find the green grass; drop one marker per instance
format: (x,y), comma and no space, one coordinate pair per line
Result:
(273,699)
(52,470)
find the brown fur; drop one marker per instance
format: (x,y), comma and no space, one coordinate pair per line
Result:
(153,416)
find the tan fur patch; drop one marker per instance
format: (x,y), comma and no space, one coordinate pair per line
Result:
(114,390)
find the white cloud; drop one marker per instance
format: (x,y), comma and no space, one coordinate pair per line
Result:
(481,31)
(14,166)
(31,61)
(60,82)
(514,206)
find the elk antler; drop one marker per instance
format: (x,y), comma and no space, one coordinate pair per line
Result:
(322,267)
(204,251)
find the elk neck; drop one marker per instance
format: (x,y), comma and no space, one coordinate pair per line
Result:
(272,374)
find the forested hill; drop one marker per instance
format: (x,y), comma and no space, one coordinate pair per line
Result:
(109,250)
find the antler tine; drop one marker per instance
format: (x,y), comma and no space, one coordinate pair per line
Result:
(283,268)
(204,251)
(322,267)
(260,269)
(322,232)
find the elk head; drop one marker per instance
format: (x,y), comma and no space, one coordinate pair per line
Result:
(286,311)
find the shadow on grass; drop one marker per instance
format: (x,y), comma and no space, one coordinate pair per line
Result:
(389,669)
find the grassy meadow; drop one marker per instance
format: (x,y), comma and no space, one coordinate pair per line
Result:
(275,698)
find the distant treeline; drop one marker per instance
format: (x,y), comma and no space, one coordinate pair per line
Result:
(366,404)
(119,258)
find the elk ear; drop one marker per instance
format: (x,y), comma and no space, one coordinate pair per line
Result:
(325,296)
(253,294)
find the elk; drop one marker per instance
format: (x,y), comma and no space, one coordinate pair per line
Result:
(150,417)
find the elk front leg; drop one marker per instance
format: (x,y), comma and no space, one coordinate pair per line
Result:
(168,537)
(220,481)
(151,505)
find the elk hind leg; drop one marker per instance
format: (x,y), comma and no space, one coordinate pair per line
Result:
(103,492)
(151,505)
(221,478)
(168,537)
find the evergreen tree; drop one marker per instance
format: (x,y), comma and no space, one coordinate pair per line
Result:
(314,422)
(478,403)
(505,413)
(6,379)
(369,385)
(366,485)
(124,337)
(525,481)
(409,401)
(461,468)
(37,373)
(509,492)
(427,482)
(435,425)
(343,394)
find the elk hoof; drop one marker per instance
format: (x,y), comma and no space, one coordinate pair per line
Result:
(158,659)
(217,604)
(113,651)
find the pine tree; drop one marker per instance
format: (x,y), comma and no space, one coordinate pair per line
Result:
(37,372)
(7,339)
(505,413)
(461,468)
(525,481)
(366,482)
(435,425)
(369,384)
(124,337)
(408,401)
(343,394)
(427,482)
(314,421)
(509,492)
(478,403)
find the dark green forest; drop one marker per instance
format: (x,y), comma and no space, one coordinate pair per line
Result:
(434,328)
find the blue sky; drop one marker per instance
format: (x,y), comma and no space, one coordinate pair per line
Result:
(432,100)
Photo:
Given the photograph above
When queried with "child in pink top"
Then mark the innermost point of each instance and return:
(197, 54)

> [Instructions for the task] The lines holding the word "antler" are the answer. Pull them out of the records and copy them.

> [Answer for the task]
find the elk antler; drop one marker per instance
find the antler tine; drop one marker per instance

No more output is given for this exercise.